:: EXTRACTED DATA ::
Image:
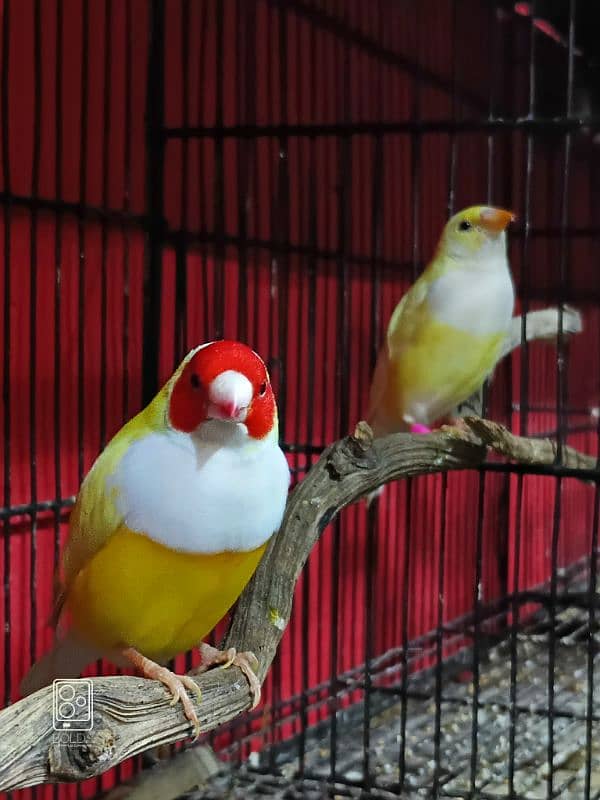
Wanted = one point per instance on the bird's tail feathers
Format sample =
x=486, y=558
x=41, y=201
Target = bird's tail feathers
x=67, y=659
:::
→ TASK INSTRUCTIONS: Give back the entries above exactly as they stand. Leave the images out.

→ RESULT FOR THIS EXERCISE:
Image:
Wanted = one point per instance on the bird's tail feathers
Format sample =
x=486, y=558
x=41, y=201
Target = bird's tail feathers
x=67, y=659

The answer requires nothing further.